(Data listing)
··········
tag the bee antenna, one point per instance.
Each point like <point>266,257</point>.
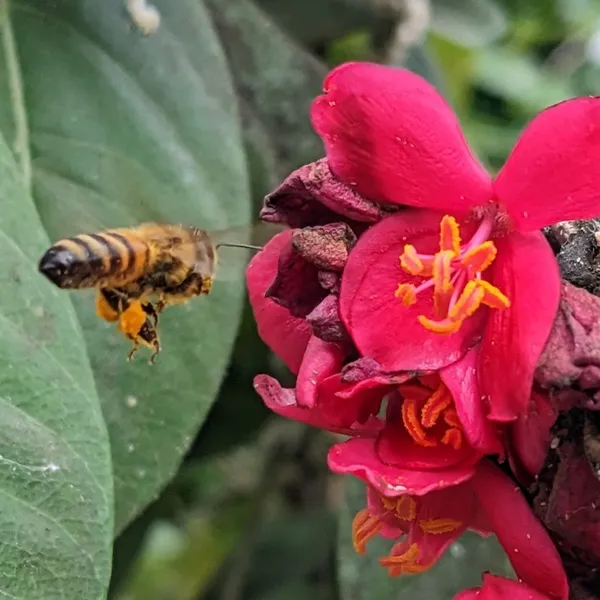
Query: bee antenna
<point>231,245</point>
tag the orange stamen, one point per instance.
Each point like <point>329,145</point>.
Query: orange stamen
<point>445,326</point>
<point>410,556</point>
<point>493,297</point>
<point>480,257</point>
<point>441,272</point>
<point>453,438</point>
<point>450,235</point>
<point>439,526</point>
<point>365,526</point>
<point>410,261</point>
<point>454,272</point>
<point>406,508</point>
<point>435,405</point>
<point>407,293</point>
<point>413,425</point>
<point>468,302</point>
<point>451,418</point>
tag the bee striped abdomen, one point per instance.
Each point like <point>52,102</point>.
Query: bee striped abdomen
<point>98,259</point>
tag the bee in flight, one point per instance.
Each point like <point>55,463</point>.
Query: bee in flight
<point>137,272</point>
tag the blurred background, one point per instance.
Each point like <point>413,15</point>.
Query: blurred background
<point>253,513</point>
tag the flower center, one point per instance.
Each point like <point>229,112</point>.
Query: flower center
<point>408,556</point>
<point>454,273</point>
<point>429,415</point>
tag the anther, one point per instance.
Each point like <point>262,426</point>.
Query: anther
<point>407,293</point>
<point>439,526</point>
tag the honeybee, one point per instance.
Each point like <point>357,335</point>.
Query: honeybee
<point>137,272</point>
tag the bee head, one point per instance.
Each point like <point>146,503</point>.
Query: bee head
<point>62,267</point>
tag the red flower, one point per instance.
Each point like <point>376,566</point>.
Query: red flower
<point>427,525</point>
<point>468,264</point>
<point>432,435</point>
<point>500,588</point>
<point>285,334</point>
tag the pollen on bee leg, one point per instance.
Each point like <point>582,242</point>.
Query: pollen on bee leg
<point>407,293</point>
<point>104,310</point>
<point>206,285</point>
<point>365,526</point>
<point>132,320</point>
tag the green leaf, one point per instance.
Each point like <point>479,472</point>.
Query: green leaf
<point>472,23</point>
<point>276,78</point>
<point>56,495</point>
<point>126,128</point>
<point>362,578</point>
<point>519,79</point>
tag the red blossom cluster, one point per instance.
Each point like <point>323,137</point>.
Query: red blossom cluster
<point>413,296</point>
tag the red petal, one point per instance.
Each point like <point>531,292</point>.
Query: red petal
<point>347,403</point>
<point>461,379</point>
<point>526,271</point>
<point>531,434</point>
<point>524,539</point>
<point>380,325</point>
<point>321,360</point>
<point>396,447</point>
<point>283,402</point>
<point>358,457</point>
<point>389,134</point>
<point>499,588</point>
<point>552,173</point>
<point>284,334</point>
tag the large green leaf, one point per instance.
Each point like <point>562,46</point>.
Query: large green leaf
<point>56,497</point>
<point>362,578</point>
<point>126,128</point>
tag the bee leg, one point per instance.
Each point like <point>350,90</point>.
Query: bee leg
<point>108,305</point>
<point>161,304</point>
<point>138,323</point>
<point>156,352</point>
<point>132,351</point>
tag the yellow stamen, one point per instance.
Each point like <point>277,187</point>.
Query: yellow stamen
<point>493,297</point>
<point>439,526</point>
<point>480,257</point>
<point>453,438</point>
<point>435,405</point>
<point>468,302</point>
<point>410,262</point>
<point>409,556</point>
<point>450,235</point>
<point>413,425</point>
<point>441,272</point>
<point>407,293</point>
<point>451,418</point>
<point>406,508</point>
<point>445,326</point>
<point>365,526</point>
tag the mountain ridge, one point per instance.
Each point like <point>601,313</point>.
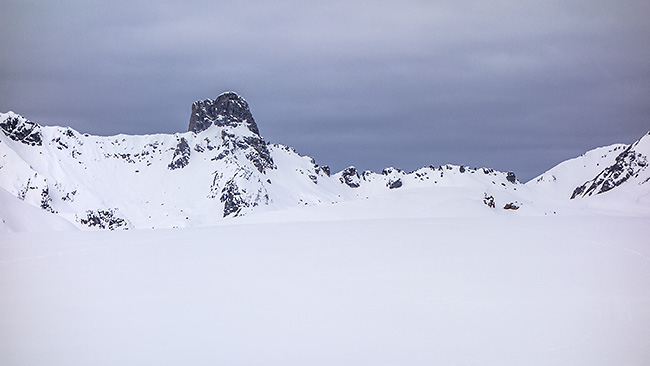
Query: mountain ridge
<point>220,168</point>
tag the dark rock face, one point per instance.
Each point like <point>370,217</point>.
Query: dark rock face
<point>392,184</point>
<point>350,177</point>
<point>234,199</point>
<point>325,169</point>
<point>489,201</point>
<point>258,153</point>
<point>181,155</point>
<point>229,109</point>
<point>628,164</point>
<point>103,219</point>
<point>22,130</point>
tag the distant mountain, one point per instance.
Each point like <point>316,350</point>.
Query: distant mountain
<point>630,167</point>
<point>222,168</point>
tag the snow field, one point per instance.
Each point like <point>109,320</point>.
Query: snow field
<point>493,290</point>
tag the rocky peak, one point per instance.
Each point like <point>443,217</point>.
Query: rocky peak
<point>17,128</point>
<point>227,110</point>
<point>628,164</point>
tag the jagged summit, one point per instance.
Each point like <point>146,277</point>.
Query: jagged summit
<point>228,109</point>
<point>631,164</point>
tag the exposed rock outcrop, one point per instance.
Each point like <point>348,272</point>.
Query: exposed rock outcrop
<point>18,128</point>
<point>228,109</point>
<point>629,163</point>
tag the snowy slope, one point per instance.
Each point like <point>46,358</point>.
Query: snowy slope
<point>223,168</point>
<point>492,290</point>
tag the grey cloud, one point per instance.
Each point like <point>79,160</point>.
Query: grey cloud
<point>517,86</point>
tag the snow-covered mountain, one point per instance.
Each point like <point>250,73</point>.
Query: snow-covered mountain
<point>222,167</point>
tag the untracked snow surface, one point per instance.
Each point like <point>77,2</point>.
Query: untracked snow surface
<point>493,290</point>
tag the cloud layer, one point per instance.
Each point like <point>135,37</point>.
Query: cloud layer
<point>512,85</point>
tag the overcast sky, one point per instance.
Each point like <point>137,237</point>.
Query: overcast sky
<point>513,85</point>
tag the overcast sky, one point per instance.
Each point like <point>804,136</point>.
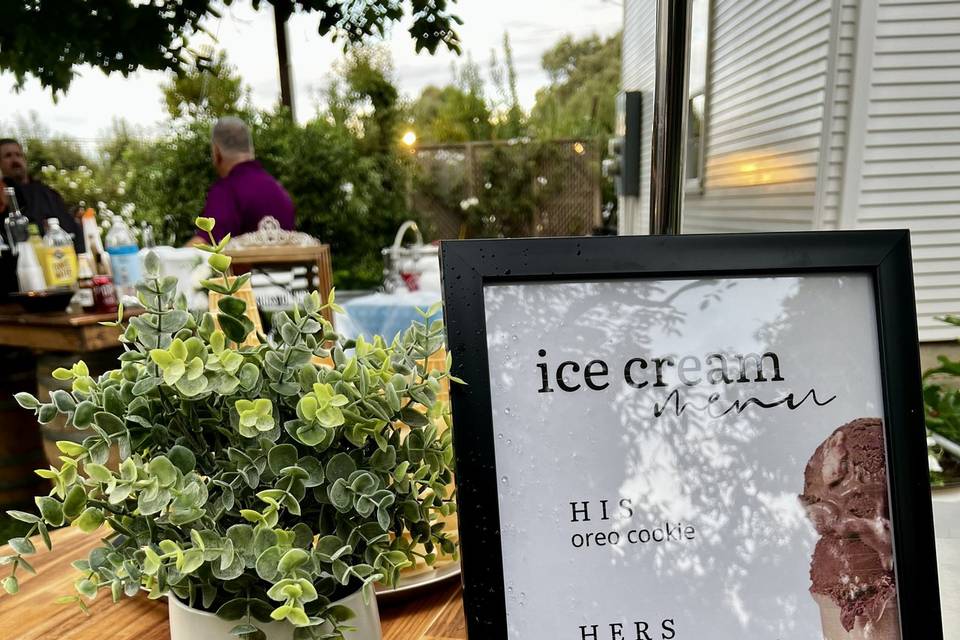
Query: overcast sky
<point>94,99</point>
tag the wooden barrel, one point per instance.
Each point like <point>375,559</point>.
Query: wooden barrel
<point>21,447</point>
<point>98,362</point>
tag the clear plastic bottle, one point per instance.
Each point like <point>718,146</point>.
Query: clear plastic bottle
<point>59,256</point>
<point>36,240</point>
<point>124,257</point>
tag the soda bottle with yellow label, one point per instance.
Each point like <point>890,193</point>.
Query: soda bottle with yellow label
<point>59,256</point>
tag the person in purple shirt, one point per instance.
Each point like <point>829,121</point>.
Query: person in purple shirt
<point>245,192</point>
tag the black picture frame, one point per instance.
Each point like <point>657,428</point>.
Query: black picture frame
<point>468,265</point>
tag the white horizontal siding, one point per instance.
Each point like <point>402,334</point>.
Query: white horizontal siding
<point>639,74</point>
<point>910,174</point>
<point>766,109</point>
<point>846,48</point>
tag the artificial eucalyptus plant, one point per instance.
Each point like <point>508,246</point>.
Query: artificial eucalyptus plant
<point>256,482</point>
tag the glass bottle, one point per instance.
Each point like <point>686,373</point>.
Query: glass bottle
<point>29,273</point>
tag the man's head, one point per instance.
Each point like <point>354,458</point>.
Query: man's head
<point>231,144</point>
<point>13,164</point>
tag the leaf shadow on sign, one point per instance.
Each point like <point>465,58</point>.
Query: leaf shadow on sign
<point>736,478</point>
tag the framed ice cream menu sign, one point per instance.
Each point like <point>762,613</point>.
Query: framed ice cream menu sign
<point>680,438</point>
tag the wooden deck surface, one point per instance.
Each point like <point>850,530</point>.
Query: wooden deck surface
<point>33,615</point>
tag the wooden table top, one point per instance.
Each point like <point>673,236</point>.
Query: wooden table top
<point>33,615</point>
<point>58,331</point>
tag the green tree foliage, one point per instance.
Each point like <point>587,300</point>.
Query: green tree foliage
<point>211,90</point>
<point>119,36</point>
<point>509,115</point>
<point>457,112</point>
<point>44,148</point>
<point>580,100</point>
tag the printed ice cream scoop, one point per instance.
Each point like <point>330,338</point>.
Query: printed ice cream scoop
<point>845,493</point>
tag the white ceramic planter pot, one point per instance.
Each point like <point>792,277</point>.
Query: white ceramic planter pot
<point>187,623</point>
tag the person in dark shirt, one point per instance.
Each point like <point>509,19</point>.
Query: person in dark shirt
<point>37,201</point>
<point>245,192</point>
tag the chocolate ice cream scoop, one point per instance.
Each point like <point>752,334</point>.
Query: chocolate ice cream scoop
<point>845,487</point>
<point>852,575</point>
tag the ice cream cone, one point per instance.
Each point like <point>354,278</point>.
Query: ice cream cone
<point>886,628</point>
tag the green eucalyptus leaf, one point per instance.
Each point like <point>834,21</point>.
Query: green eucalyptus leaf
<point>26,400</point>
<point>281,456</point>
<point>83,414</point>
<point>63,401</point>
<point>90,520</point>
<point>108,422</point>
<point>46,413</point>
<point>23,546</point>
<point>75,502</point>
<point>182,458</point>
<point>232,306</point>
<point>340,466</point>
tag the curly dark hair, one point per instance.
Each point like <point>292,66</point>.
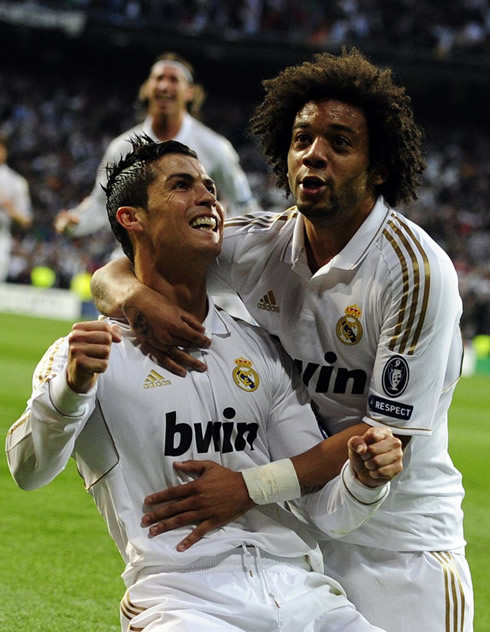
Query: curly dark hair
<point>395,141</point>
<point>128,180</point>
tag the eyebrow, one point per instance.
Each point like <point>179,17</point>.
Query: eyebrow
<point>189,178</point>
<point>337,127</point>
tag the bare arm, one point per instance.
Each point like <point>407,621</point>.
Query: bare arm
<point>160,326</point>
<point>220,495</point>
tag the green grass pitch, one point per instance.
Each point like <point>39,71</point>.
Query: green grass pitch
<point>59,569</point>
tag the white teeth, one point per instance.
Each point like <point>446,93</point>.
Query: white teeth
<point>204,223</point>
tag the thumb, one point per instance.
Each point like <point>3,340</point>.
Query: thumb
<point>190,467</point>
<point>357,445</point>
<point>116,333</point>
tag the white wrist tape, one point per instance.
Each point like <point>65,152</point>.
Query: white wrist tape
<point>272,483</point>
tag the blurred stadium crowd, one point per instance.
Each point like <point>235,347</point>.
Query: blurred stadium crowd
<point>58,130</point>
<point>440,26</point>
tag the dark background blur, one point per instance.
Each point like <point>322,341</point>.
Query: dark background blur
<point>71,71</point>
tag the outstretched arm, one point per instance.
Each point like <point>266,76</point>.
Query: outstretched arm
<point>221,495</point>
<point>160,326</point>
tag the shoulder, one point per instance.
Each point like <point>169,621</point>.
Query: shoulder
<point>262,223</point>
<point>411,254</point>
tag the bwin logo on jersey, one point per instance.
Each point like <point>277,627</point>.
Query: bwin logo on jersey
<point>244,376</point>
<point>349,328</point>
<point>395,376</point>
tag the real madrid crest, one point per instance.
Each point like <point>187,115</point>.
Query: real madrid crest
<point>349,328</point>
<point>244,376</point>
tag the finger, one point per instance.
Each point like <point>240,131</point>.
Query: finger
<point>171,493</point>
<point>171,515</point>
<point>185,360</point>
<point>194,536</point>
<point>116,333</point>
<point>174,522</point>
<point>357,445</point>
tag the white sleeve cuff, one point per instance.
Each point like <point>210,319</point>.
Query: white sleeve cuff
<point>272,483</point>
<point>362,493</point>
<point>66,401</point>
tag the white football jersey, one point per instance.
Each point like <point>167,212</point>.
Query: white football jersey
<point>248,407</point>
<point>14,189</point>
<point>375,335</point>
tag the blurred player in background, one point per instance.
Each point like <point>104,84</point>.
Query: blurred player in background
<point>172,100</point>
<point>367,304</point>
<point>125,429</point>
<point>15,206</point>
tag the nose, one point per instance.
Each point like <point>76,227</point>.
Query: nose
<point>316,154</point>
<point>205,197</point>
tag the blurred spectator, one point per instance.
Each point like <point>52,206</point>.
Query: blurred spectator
<point>15,206</point>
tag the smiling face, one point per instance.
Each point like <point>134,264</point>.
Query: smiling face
<point>328,163</point>
<point>182,224</point>
<point>167,89</point>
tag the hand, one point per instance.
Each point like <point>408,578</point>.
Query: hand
<point>216,498</point>
<point>89,348</point>
<point>376,456</point>
<point>168,328</point>
<point>65,221</point>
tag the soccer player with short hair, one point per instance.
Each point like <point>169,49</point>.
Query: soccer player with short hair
<point>99,397</point>
<point>367,305</point>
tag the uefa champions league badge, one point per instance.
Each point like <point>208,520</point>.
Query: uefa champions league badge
<point>244,376</point>
<point>349,328</point>
<point>395,376</point>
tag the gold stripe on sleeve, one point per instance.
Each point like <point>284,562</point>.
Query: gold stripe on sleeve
<point>403,305</point>
<point>425,299</point>
<point>401,235</point>
<point>454,592</point>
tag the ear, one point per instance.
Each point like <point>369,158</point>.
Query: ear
<point>379,175</point>
<point>128,217</point>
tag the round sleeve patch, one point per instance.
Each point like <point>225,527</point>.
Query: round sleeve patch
<point>395,376</point>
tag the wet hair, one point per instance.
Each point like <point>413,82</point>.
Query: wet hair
<point>198,94</point>
<point>128,180</point>
<point>395,141</point>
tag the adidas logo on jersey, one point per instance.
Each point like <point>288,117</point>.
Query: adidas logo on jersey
<point>268,303</point>
<point>154,379</point>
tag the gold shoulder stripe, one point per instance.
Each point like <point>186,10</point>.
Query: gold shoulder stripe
<point>425,299</point>
<point>453,586</point>
<point>46,365</point>
<point>129,609</point>
<point>265,221</point>
<point>409,325</point>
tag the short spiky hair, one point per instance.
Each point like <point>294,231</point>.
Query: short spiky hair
<point>394,138</point>
<point>128,180</point>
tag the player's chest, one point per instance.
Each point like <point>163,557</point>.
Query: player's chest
<point>219,411</point>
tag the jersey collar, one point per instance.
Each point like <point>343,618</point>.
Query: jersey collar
<point>214,323</point>
<point>352,254</point>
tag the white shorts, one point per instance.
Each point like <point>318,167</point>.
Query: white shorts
<point>404,592</point>
<point>245,591</point>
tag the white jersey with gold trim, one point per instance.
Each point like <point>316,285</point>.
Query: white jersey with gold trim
<point>375,335</point>
<point>215,152</point>
<point>248,407</point>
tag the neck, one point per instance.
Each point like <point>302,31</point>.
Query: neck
<point>323,241</point>
<point>166,127</point>
<point>186,291</point>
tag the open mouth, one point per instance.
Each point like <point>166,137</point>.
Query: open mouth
<point>312,183</point>
<point>205,223</point>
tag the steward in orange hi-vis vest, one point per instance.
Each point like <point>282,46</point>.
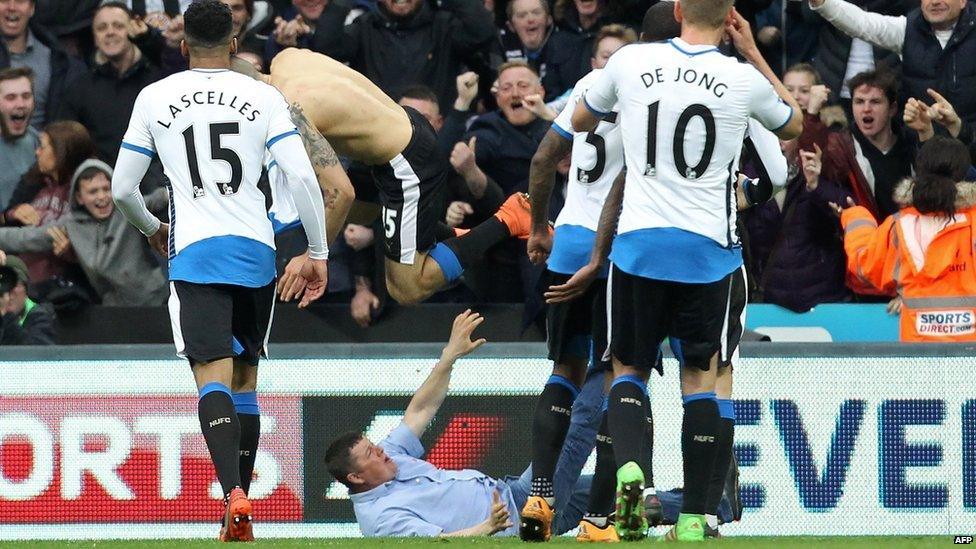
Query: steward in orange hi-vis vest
<point>927,258</point>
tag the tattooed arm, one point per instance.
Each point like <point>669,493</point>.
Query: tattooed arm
<point>542,177</point>
<point>335,184</point>
<point>607,228</point>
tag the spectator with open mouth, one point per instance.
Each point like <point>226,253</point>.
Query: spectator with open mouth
<point>19,139</point>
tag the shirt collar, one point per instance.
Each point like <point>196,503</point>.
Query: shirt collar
<point>374,494</point>
<point>690,49</point>
<point>32,42</point>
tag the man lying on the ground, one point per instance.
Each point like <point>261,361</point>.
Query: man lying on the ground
<point>396,493</point>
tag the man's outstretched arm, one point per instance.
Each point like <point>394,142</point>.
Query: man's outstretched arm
<point>335,184</point>
<point>428,398</point>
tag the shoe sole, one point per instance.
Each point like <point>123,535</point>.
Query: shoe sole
<point>630,511</point>
<point>239,526</point>
<point>532,529</point>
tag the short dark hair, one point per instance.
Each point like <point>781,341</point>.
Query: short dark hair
<point>706,13</point>
<point>207,24</point>
<point>516,64</point>
<point>89,173</point>
<point>659,23</point>
<point>510,9</point>
<point>115,4</point>
<point>881,78</point>
<point>941,163</point>
<point>620,32</point>
<point>338,458</point>
<point>419,92</point>
<point>15,73</point>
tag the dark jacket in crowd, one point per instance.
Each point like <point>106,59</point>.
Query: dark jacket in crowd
<point>102,101</point>
<point>65,17</point>
<point>559,61</point>
<point>38,326</point>
<point>796,253</point>
<point>951,71</point>
<point>64,69</point>
<point>326,38</point>
<point>115,257</point>
<point>503,151</point>
<point>571,61</point>
<point>428,48</point>
<point>834,48</point>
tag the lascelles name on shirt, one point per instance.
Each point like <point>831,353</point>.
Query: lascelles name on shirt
<point>187,102</point>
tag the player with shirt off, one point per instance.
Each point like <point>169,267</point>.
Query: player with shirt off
<point>399,145</point>
<point>210,128</point>
<point>683,110</point>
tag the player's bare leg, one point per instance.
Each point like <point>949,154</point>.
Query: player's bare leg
<point>721,473</point>
<point>549,427</point>
<point>433,271</point>
<point>222,431</point>
<point>627,415</point>
<point>699,446</point>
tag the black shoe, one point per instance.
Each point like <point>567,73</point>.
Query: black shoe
<point>653,510</point>
<point>732,489</point>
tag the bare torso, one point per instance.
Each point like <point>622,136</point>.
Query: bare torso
<point>359,120</point>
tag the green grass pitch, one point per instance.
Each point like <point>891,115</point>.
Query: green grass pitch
<point>739,542</point>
··········
> _Request_
Copy everything in the material word for word, from the line containing "tag the blurred stadium" down through the line containing "<point>71,71</point>", both included.

> _Response_
tag the blurred stadium crowd, one point per instance.
Each point like <point>235,347</point>.
Query: blurred stadium crowd
<point>58,130</point>
<point>440,26</point>
tag the dark background blur, one point per instance.
Each point like <point>322,341</point>.
Query: dark background blur
<point>71,71</point>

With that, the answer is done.